▸ WHAT IS EXPECTED: Summarize the carry/borrow bits text in exactly two sentences.

▸ TEXT SECTION:

Stored in the PSW register are the "Carry/borrow bits". This confirms
that the carry/borrow bits should be restored. The save is supposed to
automatically happen upon an interrupt and restored by the RETURN FROM
INTERRUPTION, thus this is a QEMU bug and not a Linux bug (please
correct me if I am wrong).

I know that much (I looked into the manual as well), I just really don't
know if this is a Linux bug or a QEMU bug, and I have not been able to
nail it down. I think someone with access to hardware will need to confirm.

Specifically: Yes, the carry/borrow bits should be restored. Question is
if the Linux kernel's interrupt handler doesn't restore the carry bits
or if the problem is on the qemu side.

This v8 was not needed after-all it seems. It would be best to stick
with the v7.

I tend to agree; after all, v7 exposes the problem, making it easier to
determine if the problem can be reproduced on real hardware.

FWIW,I wrote some test code which exposes the problem.

Can you please give a pointer to this test code?
I'm happy to try it on real hardware.

It is quite easy to show that carry is always set after executing ldd
on an unaligned address. That is also why I know for sure that the
problem is not seen with ldw on unaligned addresses.

Location identification entries
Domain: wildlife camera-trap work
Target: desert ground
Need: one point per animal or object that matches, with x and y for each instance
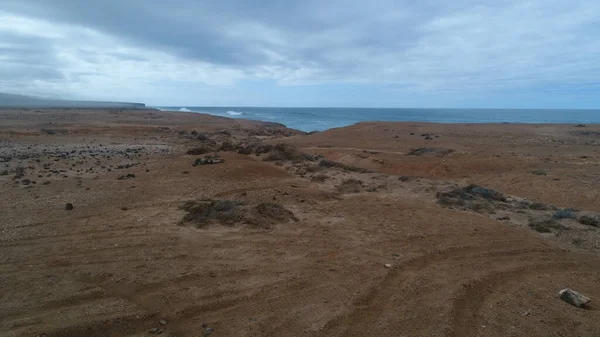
(376, 229)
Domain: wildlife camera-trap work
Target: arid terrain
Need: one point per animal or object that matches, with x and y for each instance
(141, 223)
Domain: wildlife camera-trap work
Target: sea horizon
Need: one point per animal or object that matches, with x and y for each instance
(323, 118)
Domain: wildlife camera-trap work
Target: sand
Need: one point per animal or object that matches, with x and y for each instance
(372, 251)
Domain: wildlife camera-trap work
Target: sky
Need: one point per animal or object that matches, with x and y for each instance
(351, 53)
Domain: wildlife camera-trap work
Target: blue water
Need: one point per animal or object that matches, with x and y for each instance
(319, 119)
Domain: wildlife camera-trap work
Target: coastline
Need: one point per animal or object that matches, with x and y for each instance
(320, 119)
(347, 226)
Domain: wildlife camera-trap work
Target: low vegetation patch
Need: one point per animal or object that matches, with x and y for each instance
(281, 152)
(199, 150)
(429, 151)
(566, 213)
(472, 197)
(351, 186)
(546, 225)
(589, 221)
(328, 164)
(202, 213)
(320, 178)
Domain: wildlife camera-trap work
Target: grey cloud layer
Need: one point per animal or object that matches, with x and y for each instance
(428, 45)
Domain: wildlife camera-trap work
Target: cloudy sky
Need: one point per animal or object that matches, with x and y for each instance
(428, 53)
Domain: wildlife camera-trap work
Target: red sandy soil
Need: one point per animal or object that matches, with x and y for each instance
(121, 263)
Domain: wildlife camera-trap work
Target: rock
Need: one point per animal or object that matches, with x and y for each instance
(589, 221)
(126, 176)
(226, 146)
(199, 150)
(155, 331)
(574, 298)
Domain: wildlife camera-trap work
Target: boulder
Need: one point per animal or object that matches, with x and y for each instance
(574, 298)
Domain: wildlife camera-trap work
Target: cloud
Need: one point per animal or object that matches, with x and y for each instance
(143, 50)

▸ SOLUTION TO THE PROBLEM: The carry/borrow bits stored in the PSW register should be saved on an interrupt and restored by RETURN FROM INTERRUPTION, but it has not been pinned down whether the Linux kernel's interrupt handler or QEMU fails to restore them, so confirmation on real hardware is needed. Staying with v7 is preferred because it exposes the problem, and test code shows that carry is always set after executing ldd on an unaligned address, while the problem is not seen with ldw.